Written exercise: Change every "top-left corner" to "upper-left corner" in the lines below, then write the lines out again with nothing else altered.

Material:
==================================================

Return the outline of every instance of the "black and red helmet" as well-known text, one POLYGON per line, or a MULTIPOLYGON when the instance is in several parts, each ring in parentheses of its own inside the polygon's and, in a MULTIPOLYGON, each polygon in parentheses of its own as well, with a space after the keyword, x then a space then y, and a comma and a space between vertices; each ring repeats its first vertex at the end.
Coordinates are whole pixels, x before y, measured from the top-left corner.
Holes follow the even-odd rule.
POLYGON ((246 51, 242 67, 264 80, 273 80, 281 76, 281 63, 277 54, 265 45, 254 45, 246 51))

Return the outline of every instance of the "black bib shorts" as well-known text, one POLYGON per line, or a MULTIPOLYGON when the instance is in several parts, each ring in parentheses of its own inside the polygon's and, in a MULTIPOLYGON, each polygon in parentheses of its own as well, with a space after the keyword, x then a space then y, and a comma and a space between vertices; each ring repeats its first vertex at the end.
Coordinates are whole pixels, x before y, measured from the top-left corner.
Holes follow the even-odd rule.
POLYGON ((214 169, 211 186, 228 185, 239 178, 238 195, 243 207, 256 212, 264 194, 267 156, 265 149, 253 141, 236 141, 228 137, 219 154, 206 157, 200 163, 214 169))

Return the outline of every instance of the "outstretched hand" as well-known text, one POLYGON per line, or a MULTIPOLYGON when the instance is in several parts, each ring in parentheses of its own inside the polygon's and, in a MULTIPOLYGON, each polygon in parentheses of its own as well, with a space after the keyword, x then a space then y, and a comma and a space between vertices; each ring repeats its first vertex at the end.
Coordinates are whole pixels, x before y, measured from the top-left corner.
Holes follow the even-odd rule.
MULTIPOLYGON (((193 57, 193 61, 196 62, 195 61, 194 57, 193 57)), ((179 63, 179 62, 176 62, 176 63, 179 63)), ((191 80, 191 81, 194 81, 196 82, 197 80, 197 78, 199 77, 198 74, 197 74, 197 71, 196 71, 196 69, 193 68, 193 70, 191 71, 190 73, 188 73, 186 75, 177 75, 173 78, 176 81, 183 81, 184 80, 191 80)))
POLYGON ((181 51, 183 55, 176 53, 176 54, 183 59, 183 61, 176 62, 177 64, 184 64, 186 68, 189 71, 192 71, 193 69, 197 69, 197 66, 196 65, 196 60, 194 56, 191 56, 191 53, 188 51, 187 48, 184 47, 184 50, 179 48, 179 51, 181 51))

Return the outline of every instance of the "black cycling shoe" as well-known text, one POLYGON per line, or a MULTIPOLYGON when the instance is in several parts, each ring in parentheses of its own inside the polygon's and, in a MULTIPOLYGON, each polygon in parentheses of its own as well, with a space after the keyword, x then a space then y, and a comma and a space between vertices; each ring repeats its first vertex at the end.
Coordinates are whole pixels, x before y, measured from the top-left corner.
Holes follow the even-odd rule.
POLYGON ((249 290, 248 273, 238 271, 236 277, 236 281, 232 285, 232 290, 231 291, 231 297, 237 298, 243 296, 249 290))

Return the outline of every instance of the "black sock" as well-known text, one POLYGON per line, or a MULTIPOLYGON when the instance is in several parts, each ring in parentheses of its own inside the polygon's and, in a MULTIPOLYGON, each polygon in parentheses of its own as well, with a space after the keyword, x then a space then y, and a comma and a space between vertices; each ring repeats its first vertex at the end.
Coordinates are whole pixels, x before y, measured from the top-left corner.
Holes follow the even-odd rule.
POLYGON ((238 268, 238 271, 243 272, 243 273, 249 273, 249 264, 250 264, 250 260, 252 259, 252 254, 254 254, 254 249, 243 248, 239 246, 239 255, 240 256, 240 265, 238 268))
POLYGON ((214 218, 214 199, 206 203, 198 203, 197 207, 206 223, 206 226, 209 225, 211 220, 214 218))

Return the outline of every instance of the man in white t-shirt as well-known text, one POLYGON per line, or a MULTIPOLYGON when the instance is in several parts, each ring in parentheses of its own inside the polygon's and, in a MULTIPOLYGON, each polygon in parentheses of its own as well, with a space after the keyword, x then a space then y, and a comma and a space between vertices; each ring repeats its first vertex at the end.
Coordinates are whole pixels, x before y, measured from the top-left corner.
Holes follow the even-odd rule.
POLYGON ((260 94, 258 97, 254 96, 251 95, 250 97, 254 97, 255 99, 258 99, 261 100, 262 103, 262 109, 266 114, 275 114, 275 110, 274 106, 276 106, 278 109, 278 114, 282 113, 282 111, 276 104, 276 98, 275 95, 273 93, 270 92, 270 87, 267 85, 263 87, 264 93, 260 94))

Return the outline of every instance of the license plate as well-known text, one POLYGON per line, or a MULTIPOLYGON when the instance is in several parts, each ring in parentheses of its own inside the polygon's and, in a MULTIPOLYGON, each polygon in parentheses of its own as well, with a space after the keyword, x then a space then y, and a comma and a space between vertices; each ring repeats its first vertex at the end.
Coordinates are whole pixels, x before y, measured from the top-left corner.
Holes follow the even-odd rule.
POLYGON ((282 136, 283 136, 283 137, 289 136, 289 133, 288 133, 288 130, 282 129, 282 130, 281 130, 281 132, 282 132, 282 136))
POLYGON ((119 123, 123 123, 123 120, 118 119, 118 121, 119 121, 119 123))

==================================================

The reply:
Return the outline of every instance of the "black and red helmet" as well-known text, one POLYGON per line, or a MULTIPOLYGON when the instance is in several parts, each ring in parentheses of its own inside the polygon's and, in a MULTIPOLYGON, each polygon in parentheses of its own as well, with a space after the keyword, x then a space then y, and a comma and a space between vertices; each ring repeats its first vertex at the end.
Coordinates are whole pixels, x before y, measured from the upper-left corner.
Holes follow the even-odd rule.
POLYGON ((246 51, 242 67, 264 80, 273 80, 281 76, 281 63, 277 54, 265 45, 254 45, 246 51))

Return the outline of every instance of the "black bib shorts" as well-known text, one POLYGON per line, or a MULTIPOLYGON when the instance is in several parts, each ring in parentheses of its own inside the polygon's and, in a MULTIPOLYGON, each polygon in parentheses of its own as well, with a space after the keyword, x then a space then y, and a comma and a space between vertices; each ring repeats its first vertex at the end.
Coordinates are whole pixels, x before y, measured from the upper-left corner.
Holes follow the even-odd rule.
POLYGON ((214 169, 211 186, 228 185, 239 178, 238 195, 243 207, 256 212, 264 194, 267 156, 265 149, 253 141, 236 141, 228 137, 219 154, 206 157, 200 163, 214 169))

Return the outline of every instance of the "outstretched hand" as well-known text, one POLYGON per line, or a MULTIPOLYGON when the instance is in several parts, each ring in parentheses of its own inside the polygon's and, in a MULTIPOLYGON, each polygon in parentheses of its own as well, with a space after the keyword, x then a space then y, and a comma and a space between vertices; each ring repeats its first vertex at the end.
Coordinates are whole pixels, x before y, measured from the upper-left corner.
Holes follow the even-odd rule.
MULTIPOLYGON (((193 57, 193 61, 196 62, 195 61, 194 57, 193 57)), ((179 63, 179 62, 176 62, 176 63, 179 63)), ((191 80, 191 81, 194 81, 196 82, 197 80, 197 78, 199 77, 198 74, 197 74, 197 71, 196 71, 196 69, 193 68, 193 70, 191 71, 190 73, 188 73, 186 75, 177 75, 173 78, 176 81, 183 81, 184 80, 191 80)))
POLYGON ((181 51, 183 55, 176 53, 176 54, 183 59, 183 61, 176 62, 177 64, 184 64, 186 68, 189 71, 192 71, 193 69, 197 69, 197 66, 196 65, 196 60, 194 56, 191 56, 191 53, 188 51, 187 48, 184 47, 184 50, 179 48, 179 51, 181 51))

Return the outline of every instance of the "black cycling shoe" as well-known text, one POLYGON per line, or a MULTIPOLYGON when the instance is in several parts, each ring in parentheses of its own inside the polygon's and, in a MULTIPOLYGON, each polygon in parentheses of its own as well, with a space after the keyword, x then a space then y, and a comma and a space between vertices; each ring repeats its first vertex at the end.
Coordinates are whole pixels, x before y, measured from the upper-left corner.
Holes follow the even-odd rule.
POLYGON ((249 290, 248 273, 238 271, 236 277, 236 281, 232 285, 232 290, 231 291, 231 297, 237 298, 243 296, 249 290))

Return the outline of every instance of the "black sock" as well-known text, one POLYGON per line, or a MULTIPOLYGON when the instance is in several parts, each ring in parentheses of its own inside the polygon's and, in a MULTIPOLYGON, each polygon in parentheses of its own as well, with a space after the keyword, x then a space then y, and a comma and a space between vertices; each ring repeats its first vertex at the end.
Coordinates are whole pixels, x before y, measured from the upper-left corner.
Holes follow the even-odd rule.
POLYGON ((238 268, 238 271, 243 272, 243 273, 249 273, 249 264, 250 264, 250 260, 252 259, 252 254, 254 254, 254 249, 243 248, 239 246, 239 255, 240 256, 240 265, 238 268))
POLYGON ((214 218, 214 199, 206 203, 198 203, 197 207, 206 223, 206 226, 209 225, 211 220, 214 218))

Return the outline of every instance of the man in white t-shirt as well-known text, one POLYGON per line, or a MULTIPOLYGON when the instance is in several parts, each ring in parentheses of its own inside the polygon's and, in a MULTIPOLYGON, each polygon in parentheses of its own as well, with a space after the keyword, x then a space then y, and a comma and a space between vertices; each ring repeats its first vertex at the end.
Coordinates are whole pixels, x before y, measured from the upper-left corner.
Holes follow the even-odd rule.
POLYGON ((260 94, 258 97, 254 96, 251 95, 250 97, 254 97, 255 99, 258 99, 261 100, 262 103, 262 109, 266 114, 275 114, 275 110, 274 106, 276 106, 278 109, 278 114, 282 113, 282 111, 276 104, 276 98, 275 95, 273 93, 270 92, 270 87, 267 85, 263 87, 264 93, 260 94))

Return the outline of every instance of the license plate as well-known text, one POLYGON per line, or a MULTIPOLYGON when the instance is in several parts, each ring in parentheses of its own inside the polygon's and, in a MULTIPOLYGON, each polygon in parentheses of its own as well, with a space after the keyword, x then a space then y, and a comma and a space between vertices; each ring repeats its first vertex at the end.
Coordinates are whole pixels, x before y, measured from the upper-left corner.
Holes follow the even-odd rule.
POLYGON ((282 136, 283 136, 283 137, 289 136, 289 133, 288 133, 288 130, 282 129, 282 130, 281 130, 281 132, 282 132, 282 136))
POLYGON ((119 123, 123 123, 123 120, 118 119, 118 121, 119 121, 119 123))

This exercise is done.